■ **Using the information**:
A – In the memorandum opinion below, condense the paragraph that begins "Home Depot U.S.A., Inc. ("Home Depot") has filed a Notice of Removal" into a shorter version that keeps its main facts.
B – Retype the part of the memorandum opinion below, starting with "If the case" and going on through "has become removable.".
C – According to the memorandum opinion below, from which court did Home Depot seek to remove Crosby's personal injury action?

Opinion
No. 11 C 4916.
July 26, 2011
MEMORANDUM OPINION AND ORDER
Home Depot U.S.A., Inc. ("Home Depot") has filed a Notice of Removal ("Notice") to bring this personal injury action brought against it by Pamela Crosby ("Crosby") from the Circuit Court of Cook County to this District Court. This memorandum opinion and order is issued sua sponte because the Notice and accompanying documents appear to raise a possible question as to the timeliness of the removal.
In that respect 28 U.S.C. § 1446(b) specifies that a notice of removal "shall be filed within thirty days after the receipt by the defendant, though service or otherwise, of a copy of the initial pleading setting forth the claim for relief upon which such action or proceeding is based." Then the second paragraph of Section 1446(b) sets out a potential hedge on that mandate by stating in material part:
All further references to Title 28's provisions will simply take the form "Section —."
If the case stated by the initial pleading is not removable, a notice of removal may be filed within thirty days after receipt by the defendant, through service or otherwise, of a copy of an amended pleading, motion, order or other paper from which it may first be ascertained that the case is one which is or has become removable.

■ **Given material**:
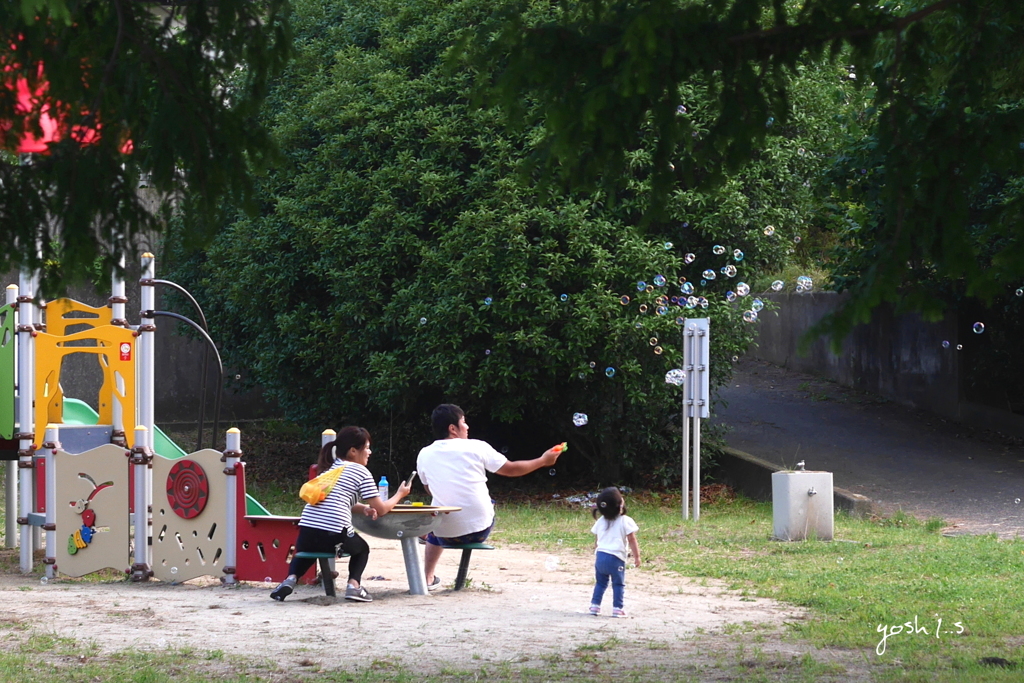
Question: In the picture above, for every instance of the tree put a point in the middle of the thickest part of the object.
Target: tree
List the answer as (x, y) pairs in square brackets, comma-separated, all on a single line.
[(163, 95), (398, 260), (944, 78)]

■ **Results in order**:
A – Home Depot U.S.A., Inc. filed a Notice of Removal to move Pamela Crosby's personal injury action against it from the Circuit Court of Cook County to this District Court. The court issues this memorandum opinion and order sua sponte because the Notice and accompanying documents raise a possible question about whether the removal was timely.

B –
If the case stated by the initial pleading is not removable, a notice of removal may be filed within thirty days after receipt by the defendant, through service or otherwise, of a copy of an amended pleading, motion, order or other paper from which it may first be ascertained that the case is one which is or has become removable.

C – The Circuit Court of Cook County.